▶ Texto extraído
O plano contempla também a “agilização e priorização dos canais de entrada de imigrantes” para reagrupamento familiar, jovens estudantes, profissionais qualificados e nacionais dos países da CPLP. O Governo compromete-se a renovar os documentos a expirar, cujos prazos começam a terminar este mês, e a “agilizar os procedimentos de concessão de vistos e autorizações de residentes” aos restantes cidadãos lusófonos.

Recorde-se que, com a extinção do Serviço de Estrangeiros e Fronteiras em outubro de 2023 – genericamente considerada um desastre por quase todas as forças políticas –, foi criada na PSP a unidade de segurança aéreo portuária e controlo fronteiriço. Esta “transformação não envolve a transferência de [outras] competências administrativas de regularização da AIMA para a PSP” e “implica o apoio e articulação da Polícia Judiciária e respetivos inspetores que transitaram do SEF, e o aprofundamento da articulação com as competências de coordenação da Unidade de Coordenação da Fronteiras e Estrangeiros (UCFE) do Sistema de Segurança Interna”.

Quando o anterior Governo criou a AIMA (Agência para a Integração, Migrações e Asilo), incorporou funções da SEF e do Alto Comissariado para as Migrações (ACM), mas a medida criticada pelo PSD – e vários socialistas admitiram entretanto que a mudança de um para outro organismo esteve longe de correr bem. Assim, o plano prevê a “reestruturação da AIMA, retirando-lhe as competências de instrução e decisão dos processos de retorno, autonomizando o Conselho para as Migrações e Asilo, clarificando as competências de atração de imigrantes qualificados (capital humano), sedimentando o Observatório para as Migrações e redefinindo a localização” dos espaços de atendimento”.

[Registos de um conjunto de dados sobre a localização de objetos]
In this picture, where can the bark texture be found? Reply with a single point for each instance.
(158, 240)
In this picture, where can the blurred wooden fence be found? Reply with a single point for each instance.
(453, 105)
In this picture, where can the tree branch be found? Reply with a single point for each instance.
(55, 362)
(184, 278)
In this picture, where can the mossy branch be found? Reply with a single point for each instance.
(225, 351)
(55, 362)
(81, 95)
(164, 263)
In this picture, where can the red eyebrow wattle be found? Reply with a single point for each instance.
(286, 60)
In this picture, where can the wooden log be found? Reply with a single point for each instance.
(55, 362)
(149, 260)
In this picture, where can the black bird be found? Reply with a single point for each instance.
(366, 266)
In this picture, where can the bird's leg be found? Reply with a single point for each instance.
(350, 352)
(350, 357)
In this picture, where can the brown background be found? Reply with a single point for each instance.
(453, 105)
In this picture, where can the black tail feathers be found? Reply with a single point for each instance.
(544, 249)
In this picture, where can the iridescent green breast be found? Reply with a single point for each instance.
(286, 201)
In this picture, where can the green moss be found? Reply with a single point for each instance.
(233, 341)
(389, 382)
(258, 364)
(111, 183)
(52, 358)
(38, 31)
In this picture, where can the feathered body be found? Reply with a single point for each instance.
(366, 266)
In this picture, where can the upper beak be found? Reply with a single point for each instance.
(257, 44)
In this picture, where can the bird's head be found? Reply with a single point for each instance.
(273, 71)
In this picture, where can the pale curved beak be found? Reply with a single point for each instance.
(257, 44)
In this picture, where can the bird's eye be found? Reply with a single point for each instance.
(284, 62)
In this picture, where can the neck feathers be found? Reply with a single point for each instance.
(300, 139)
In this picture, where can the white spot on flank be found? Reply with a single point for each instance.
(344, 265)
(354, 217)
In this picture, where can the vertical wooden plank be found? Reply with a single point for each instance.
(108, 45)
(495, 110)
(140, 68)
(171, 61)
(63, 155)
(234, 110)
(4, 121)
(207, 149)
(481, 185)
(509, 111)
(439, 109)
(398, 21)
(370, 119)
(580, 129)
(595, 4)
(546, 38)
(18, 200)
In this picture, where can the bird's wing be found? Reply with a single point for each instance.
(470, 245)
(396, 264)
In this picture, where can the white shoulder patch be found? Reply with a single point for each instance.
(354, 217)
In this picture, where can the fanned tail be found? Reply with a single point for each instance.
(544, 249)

▶ Objetivo
Segundo o texto sobre o plano para as migrações, em que mês e ano foi extinto o Serviço de Estrangeiros e Fronteiras? Os registos não fazem falta para responder.

▶ Resultado
Em outubro de 2023.